EXCERPTED TEXT —
----------------------------------------

Dick Gregory, more than any other comedian, has used his celebrity as an entertainer to advance social causes. His style employs deadpan understatement and understated exaggeration to great satirical effect. For example, he commented in one of his routines: "I know the South very well. I spent twenty years there one night." Gregory joined the voter-registration marches in Greenwood, Mississippi, in 1963, becoming the first celebrity to participate in that struggle. During the 1960s he was a popular speaker on college campuses and television talk shows. His unique ability to combine social satire and moral fervor with a compassionate humor regarding the foibles of people from all backgrounds made him a compelling, immensely popular comedian. In the 1970s Gregory began to devote most of his energy to research, writing, and consulting on issues of health, nutrition, and obesity.
Though not an activist, Bill Cosby has also made a significant social impact, both through the content of his television shows and through his philanthropy, as a donor of millions of dollars to Spelman and other black colleges. Cosby first gained national fame in the early 1960s as costar of the television series I Spy. His brilliance as a comedian, however, was established by a series of recordings that revealed him to be a versatile, broadly appealing entertainer. Avoiding "blue" humor and political commentary, Cosby's albums focused on childhood, movies, animals, sports, and various whimsies, such as "Why is there air?"

----------------------------------------

RECORDS PROVIDED —
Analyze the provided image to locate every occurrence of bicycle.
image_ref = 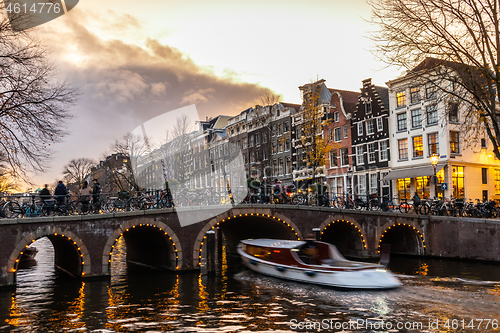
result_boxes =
[399,198,415,214]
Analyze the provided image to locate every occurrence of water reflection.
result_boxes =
[0,239,500,332]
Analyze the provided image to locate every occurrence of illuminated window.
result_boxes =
[370,173,378,194]
[358,122,363,135]
[365,102,372,113]
[427,133,439,156]
[410,87,422,104]
[448,103,458,123]
[481,168,488,184]
[413,135,424,158]
[368,143,377,163]
[451,166,464,198]
[495,169,500,194]
[398,112,407,131]
[411,109,422,128]
[377,118,384,132]
[398,139,408,160]
[356,146,365,165]
[380,141,388,161]
[340,148,349,166]
[330,149,337,168]
[396,91,406,108]
[425,104,437,125]
[450,131,460,154]
[366,120,375,134]
[415,177,430,198]
[333,127,342,142]
[398,178,411,199]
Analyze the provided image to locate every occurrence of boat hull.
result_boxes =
[238,248,401,289]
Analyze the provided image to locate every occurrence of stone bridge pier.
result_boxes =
[0,205,500,286]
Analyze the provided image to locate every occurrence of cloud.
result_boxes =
[151,82,167,95]
[29,8,276,182]
[181,88,215,105]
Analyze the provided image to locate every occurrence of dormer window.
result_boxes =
[410,87,422,104]
[396,91,406,108]
[333,111,339,123]
[358,122,363,135]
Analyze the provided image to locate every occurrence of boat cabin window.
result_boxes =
[243,245,272,259]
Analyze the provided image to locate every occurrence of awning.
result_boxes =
[382,163,446,180]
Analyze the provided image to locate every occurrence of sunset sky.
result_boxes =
[29,0,399,186]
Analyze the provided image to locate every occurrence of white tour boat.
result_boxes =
[238,239,401,289]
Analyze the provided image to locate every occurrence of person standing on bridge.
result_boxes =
[40,184,54,216]
[260,176,271,204]
[92,179,101,213]
[54,180,68,206]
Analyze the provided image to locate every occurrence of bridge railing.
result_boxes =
[0,189,500,218]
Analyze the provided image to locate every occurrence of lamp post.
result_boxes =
[347,167,354,199]
[431,153,439,198]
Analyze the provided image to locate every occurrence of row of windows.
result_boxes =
[358,117,384,136]
[329,148,349,168]
[271,121,290,136]
[357,173,389,195]
[328,125,349,142]
[329,140,389,168]
[397,104,438,131]
[396,85,436,108]
[248,133,267,147]
[398,131,460,160]
[271,156,292,176]
[356,141,389,165]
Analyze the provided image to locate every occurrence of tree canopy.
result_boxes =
[370,0,500,158]
[0,5,77,179]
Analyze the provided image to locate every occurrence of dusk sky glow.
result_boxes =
[28,0,399,186]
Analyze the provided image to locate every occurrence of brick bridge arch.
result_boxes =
[319,217,367,257]
[193,208,303,268]
[102,219,183,275]
[377,221,426,255]
[0,204,500,286]
[7,226,91,283]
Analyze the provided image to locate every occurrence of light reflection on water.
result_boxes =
[0,239,500,332]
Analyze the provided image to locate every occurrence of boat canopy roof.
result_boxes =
[241,238,306,249]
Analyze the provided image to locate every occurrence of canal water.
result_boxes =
[0,239,500,333]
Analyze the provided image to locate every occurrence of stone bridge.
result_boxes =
[0,204,500,286]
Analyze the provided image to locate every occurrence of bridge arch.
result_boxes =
[377,223,426,255]
[102,220,183,275]
[193,208,303,267]
[319,219,367,257]
[7,226,91,283]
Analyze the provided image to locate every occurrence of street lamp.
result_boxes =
[347,167,354,198]
[431,153,439,198]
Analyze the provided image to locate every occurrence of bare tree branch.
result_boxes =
[0,4,77,180]
[370,0,500,158]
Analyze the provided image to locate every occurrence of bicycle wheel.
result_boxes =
[370,199,382,212]
[3,201,23,219]
[399,202,413,214]
[102,200,116,213]
[331,197,344,208]
[418,204,431,215]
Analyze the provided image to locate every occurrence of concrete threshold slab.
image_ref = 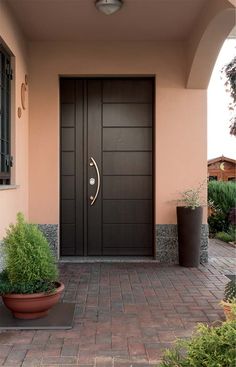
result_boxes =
[59,256,159,264]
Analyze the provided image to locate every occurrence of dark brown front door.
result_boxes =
[60,78,153,256]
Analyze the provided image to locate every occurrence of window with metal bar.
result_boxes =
[0,44,12,185]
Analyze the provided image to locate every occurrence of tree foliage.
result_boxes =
[223,56,236,136]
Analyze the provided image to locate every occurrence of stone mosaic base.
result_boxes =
[38,224,59,257]
[156,224,209,264]
[0,224,209,269]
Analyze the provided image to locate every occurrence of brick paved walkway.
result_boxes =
[0,241,235,367]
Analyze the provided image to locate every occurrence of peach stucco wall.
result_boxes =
[0,1,29,240]
[29,41,207,224]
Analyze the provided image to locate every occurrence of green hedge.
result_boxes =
[208,181,236,234]
[159,320,236,367]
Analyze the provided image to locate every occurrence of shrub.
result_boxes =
[215,230,235,242]
[159,320,236,367]
[208,181,236,234]
[0,213,58,293]
[224,280,236,302]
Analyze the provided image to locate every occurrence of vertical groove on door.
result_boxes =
[83,80,88,256]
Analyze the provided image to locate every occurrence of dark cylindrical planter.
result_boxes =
[177,206,203,268]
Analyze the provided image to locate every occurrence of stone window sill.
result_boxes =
[0,185,19,191]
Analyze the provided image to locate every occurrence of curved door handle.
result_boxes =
[89,157,100,206]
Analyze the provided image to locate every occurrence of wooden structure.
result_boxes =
[208,155,236,181]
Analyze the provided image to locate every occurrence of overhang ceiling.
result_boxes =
[5,0,207,41]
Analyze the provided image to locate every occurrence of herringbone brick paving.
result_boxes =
[0,241,235,367]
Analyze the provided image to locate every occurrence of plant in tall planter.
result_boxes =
[0,213,64,319]
[177,182,205,267]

----------------------------------------

WHAT YOU WILL DO —
1. Translate this sentence from the passage on Dick Gregory and Bill Cosby into Spanish: "Cosby first gained national fame in the early 1960s as costar of the television series I Spy."
2. According to the passage on Dick Gregory and Bill Cosby, in what year did Gregory join the voter-registration marches in Greenwood, Mississippi?
3. Extend the passage on Dick Gregory and Bill Cosby from where it stops.
The items are separate material from the passage on Dick Gregory and Bill Cosby.

TASK RESULTS —
1. Cosby alcanzó por primera vez la fama nacional a principios de la década de 1960 como coprotagonista de la serie de televisión I Spy.

2. 1963

3.
His reminiscences about a childhood friend called Fat Albert eventually developed into a very successful television cartoon series. A significant amount of Cosby's work has been not only about but for children. The ultimate popularity of Fat Albert notwithstanding, however,
Cosby's most famous routine of the 1960s was "Noah," a series of exchanges between God and Noah regarding the ark. When Noah, exasperated by animal care and neighbors' ridicule, threatens to dismantle the ark, God asks him: "How long can you tread water?" After a pause, Noah recants with his characteristic, deadpan refrain: "Riiight!" Like Dusty Fletcher's "Open the door, Richard," these lines quickly entered the vernacular.
In the early 1970s Cosby appeared with Sidney Poitier in a series of popular movies, including Uptown Saturday Night. Though entertaining, these did nothing to advance Cosby's reputation as a comic. In the 1980s he returned to television with The Cosby Show, a series about a physician, his lawyer wife, and their several children. This show was designed to break the stereotype of black families as ghetto-dwelling buffoons with unmarried parents. The backbone of the show, of course, was Cosby's wise and gentle humor, as he dealt with the family's problems and adventures. This was the most successful television show of the decade, gaining top ratings even in South Africa. It brought an unprecedented dignity to blacks in television comedy, and it introduced a new generation to the benevolently mischievous, family-oriented humor of Bill Cosby. Cosby decided to conclude the show in 1992.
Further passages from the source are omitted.